>> start Document passage

It has been said there are sermons in stones--there are sermons in the stones which have been hurled at Grant and his administration; and when the passionate discords and selfish hates and rivalries and hollow pretensions of to-day are dead, these stones will be gathered to raise a monument to one of the truest, most fearless patriots who ever served his country. Extenuating no case of fraud or crime and knowing with shame and sorrow that individuals holding official trusts have been guilty of detestable jobbery, I still ask whether the nation is likely to profit by being given into the keeping of those who in field and forum have been on the bad side in the vital trials of the last twenty years? Is there nothing more deserving of consideration than the filthy doings of a few disgraced individuals? Shall we look at the docket of the police court to learn the movements of a State or of a nation? Shall we judge a community by the pickpockets who infest it?
REPEALING SPECIAL PAYMENTS.
Look out and see what has been done now recently. The public credit, has been raised till we have negotiated bonds bearing only four and a half per cent interest to take the place of those which have exacted six per cent. Here is a saving of interest and taxes worth celebrating. Will the party which has preached repudiation and inflation be likely to improve on this? Legislative and administrative action has been taken to make every dollar of paper in the pockets of the people as good as gold within the next three years. The democrats voted against the act, denounced it and in the branch of Congress in which they had the power passed an act of repeal, and both their candidates and their platform indorse this action. Will democratic ascendancy hasten specie payments and the restoration of business on a solid, lasting basis?

>> end Document passage

## Exercise tasks:
A) Reproduce word for word the part of the speech excerpt from "REPEALING SPECIAL PAYMENTS." up to and including "solid, lasting basis?".
B) Quote, in order, every sentence in the speech excerpt that ends with a question mark.

>> start Extracted information

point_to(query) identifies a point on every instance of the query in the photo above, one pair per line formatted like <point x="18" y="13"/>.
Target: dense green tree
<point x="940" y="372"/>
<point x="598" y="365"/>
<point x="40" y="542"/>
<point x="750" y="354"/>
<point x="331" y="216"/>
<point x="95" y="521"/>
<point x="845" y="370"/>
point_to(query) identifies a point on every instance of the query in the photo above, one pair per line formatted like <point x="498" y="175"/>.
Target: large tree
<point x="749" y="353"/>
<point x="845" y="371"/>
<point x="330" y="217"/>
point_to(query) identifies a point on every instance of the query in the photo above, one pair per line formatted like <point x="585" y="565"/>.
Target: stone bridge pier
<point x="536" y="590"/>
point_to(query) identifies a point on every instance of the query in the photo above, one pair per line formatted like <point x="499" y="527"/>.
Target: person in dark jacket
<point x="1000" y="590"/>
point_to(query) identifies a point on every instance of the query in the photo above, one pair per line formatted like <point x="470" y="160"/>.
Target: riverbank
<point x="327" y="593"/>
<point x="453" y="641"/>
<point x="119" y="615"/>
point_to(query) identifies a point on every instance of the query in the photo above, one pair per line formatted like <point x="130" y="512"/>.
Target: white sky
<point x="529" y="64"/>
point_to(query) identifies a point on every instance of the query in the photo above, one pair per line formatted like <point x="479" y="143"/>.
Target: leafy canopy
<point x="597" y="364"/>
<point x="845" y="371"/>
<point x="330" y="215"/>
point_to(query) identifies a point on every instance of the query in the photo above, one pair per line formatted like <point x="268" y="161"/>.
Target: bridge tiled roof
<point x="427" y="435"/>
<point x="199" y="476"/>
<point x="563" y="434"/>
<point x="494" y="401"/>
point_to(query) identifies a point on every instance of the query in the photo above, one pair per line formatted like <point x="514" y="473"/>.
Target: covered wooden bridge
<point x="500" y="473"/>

>> end Extracted information

## Answers for the exercise:
A)
REPEALING SPECIAL PAYMENTS.
Look out and see what has been done now recently. The public credit, has been raised till we have negotiated bonds bearing only four and a half per cent interest to take the place of those which have exacted six per cent. Here is a saving of interest and taxes worth celebrating. Will the party which has preached repudiation and inflation be likely to improve on this? Legislative and administrative action has been taken to make every dollar of paper in the pockets of the people as good as gold within the next three years. The democrats voted against the act, denounced it and in the branch of Congress in which they had the power passed an act of repeal, and both their candidates and their platform indorse this action. Will democratic ascendancy hasten specie payments and the restoration of business on a solid, lasting basis?

B)
1. Extenuating no case of fraud or crime and knowing with shame and sorrow that individuals holding official trusts have been guilty of detestable jobbery, I still ask whether the nation is likely to profit by being given into the keeping of those who in field and forum have been on the bad side in the vital trials of the last twenty years?
2. Is there nothing more deserving of consideration than the filthy doings of a few disgraced individuals?
3. Shall we look at the docket of the police court to learn the movements of a State or of a nation?
4. Shall we judge a community by the pickpockets who infest it?
5. Will the party which has preached repudiation and inflation be likely to improve on this?
6. Will democratic ascendancy hasten specie payments and the restoration of business on a solid, lasting basis?